Data for this exercise: Begin

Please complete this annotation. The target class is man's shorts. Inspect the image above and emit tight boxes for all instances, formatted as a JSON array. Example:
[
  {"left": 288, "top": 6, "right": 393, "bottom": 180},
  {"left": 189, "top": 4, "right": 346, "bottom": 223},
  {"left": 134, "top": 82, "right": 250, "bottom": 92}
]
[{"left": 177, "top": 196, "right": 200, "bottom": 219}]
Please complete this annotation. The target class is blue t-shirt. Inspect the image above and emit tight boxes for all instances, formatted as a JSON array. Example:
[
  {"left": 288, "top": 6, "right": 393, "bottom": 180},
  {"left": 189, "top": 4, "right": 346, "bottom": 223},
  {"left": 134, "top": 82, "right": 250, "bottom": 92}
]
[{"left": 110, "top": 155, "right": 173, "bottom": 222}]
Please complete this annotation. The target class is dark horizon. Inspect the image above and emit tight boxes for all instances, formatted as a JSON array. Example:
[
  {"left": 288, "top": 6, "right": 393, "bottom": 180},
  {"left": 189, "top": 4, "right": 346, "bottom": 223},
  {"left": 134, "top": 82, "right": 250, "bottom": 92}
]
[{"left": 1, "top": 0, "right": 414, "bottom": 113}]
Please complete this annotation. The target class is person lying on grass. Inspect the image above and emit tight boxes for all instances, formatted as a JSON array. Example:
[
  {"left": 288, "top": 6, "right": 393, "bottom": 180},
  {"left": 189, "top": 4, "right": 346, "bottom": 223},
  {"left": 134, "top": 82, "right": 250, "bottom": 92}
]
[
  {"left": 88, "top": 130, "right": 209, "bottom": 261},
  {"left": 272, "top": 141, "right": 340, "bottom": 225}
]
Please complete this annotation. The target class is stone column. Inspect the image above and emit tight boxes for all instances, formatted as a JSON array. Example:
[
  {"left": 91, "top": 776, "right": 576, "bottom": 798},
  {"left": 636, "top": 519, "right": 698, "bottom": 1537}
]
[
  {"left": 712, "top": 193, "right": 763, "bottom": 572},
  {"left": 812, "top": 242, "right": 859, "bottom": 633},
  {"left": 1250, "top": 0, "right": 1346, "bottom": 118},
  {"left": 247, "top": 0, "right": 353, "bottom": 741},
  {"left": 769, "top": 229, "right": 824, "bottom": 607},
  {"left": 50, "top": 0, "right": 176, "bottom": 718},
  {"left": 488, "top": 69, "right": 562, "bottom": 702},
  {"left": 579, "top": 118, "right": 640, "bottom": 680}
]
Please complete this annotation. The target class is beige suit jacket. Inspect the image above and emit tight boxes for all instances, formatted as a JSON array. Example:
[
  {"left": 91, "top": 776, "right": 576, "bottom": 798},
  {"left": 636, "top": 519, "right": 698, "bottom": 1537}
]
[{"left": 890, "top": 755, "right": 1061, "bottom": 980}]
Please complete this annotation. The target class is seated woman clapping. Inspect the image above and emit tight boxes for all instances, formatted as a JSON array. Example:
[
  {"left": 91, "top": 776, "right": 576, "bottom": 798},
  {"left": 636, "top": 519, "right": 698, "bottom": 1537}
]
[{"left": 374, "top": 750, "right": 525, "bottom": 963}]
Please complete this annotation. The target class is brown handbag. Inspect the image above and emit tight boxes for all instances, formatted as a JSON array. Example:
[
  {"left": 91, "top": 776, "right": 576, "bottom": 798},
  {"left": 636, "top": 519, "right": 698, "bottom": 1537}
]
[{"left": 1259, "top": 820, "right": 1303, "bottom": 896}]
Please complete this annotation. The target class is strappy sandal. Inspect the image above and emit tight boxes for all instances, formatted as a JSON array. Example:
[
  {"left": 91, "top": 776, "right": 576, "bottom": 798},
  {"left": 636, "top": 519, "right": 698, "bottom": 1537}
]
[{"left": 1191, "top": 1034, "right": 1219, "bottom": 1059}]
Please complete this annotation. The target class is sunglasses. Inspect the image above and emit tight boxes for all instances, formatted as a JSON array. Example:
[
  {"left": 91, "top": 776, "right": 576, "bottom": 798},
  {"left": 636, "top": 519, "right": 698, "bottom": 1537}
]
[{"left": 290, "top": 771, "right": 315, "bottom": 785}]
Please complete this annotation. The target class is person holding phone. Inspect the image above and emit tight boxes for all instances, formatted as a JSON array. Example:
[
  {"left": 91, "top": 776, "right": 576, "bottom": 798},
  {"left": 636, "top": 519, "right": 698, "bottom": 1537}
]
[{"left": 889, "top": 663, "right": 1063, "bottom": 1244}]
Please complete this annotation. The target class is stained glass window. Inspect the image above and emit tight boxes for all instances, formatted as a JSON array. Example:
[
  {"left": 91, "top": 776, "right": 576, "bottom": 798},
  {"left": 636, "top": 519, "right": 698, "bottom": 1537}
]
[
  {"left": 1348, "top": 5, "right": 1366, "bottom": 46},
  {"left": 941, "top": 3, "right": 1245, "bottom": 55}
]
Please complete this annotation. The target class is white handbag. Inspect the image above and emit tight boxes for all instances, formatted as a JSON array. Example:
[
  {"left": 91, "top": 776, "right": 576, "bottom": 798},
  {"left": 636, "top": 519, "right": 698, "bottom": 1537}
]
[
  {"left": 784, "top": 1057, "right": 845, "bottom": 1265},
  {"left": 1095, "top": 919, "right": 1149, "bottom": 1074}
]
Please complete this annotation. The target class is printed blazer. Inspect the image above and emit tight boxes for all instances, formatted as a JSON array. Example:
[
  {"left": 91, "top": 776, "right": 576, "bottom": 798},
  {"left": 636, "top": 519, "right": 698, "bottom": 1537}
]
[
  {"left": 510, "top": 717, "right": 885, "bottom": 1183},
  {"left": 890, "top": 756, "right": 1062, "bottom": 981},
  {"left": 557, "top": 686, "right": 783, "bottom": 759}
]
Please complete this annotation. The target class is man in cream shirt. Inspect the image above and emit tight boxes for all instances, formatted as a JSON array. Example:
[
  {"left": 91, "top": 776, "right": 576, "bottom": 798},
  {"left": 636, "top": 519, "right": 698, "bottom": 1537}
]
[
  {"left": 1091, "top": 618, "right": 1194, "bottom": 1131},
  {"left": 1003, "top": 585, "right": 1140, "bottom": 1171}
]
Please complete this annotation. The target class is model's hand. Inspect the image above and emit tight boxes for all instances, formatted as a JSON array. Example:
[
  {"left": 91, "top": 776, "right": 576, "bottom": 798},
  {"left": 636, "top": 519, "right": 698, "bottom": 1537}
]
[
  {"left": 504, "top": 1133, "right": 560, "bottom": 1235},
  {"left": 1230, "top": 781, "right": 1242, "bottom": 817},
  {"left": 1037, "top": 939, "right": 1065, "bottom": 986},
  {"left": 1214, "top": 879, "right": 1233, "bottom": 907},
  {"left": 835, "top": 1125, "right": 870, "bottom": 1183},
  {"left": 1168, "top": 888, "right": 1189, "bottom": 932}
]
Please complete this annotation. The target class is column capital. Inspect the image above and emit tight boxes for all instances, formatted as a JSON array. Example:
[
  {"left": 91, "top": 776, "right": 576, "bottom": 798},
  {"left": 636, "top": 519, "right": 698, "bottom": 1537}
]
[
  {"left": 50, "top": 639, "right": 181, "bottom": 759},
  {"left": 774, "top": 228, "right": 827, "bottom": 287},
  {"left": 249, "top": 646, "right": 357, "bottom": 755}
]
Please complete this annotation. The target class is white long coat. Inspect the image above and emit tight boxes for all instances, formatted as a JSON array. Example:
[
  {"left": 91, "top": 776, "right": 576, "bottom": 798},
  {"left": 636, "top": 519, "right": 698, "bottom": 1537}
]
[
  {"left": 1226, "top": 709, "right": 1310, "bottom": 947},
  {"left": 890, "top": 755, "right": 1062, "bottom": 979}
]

Data for this exercise: End

Assignment: Read the entries and select each line where the word "handbag" is found.

Response area:
Please complete this annotation. The target class is brown handbag. Inspect the image above and emit tight boxes for all instances, formatted as a JSON array. Example:
Please complete this annotation. The target class is white handbag. Inspect the image above and emit tight boxes for all instances, formatted as a JSON array. Example:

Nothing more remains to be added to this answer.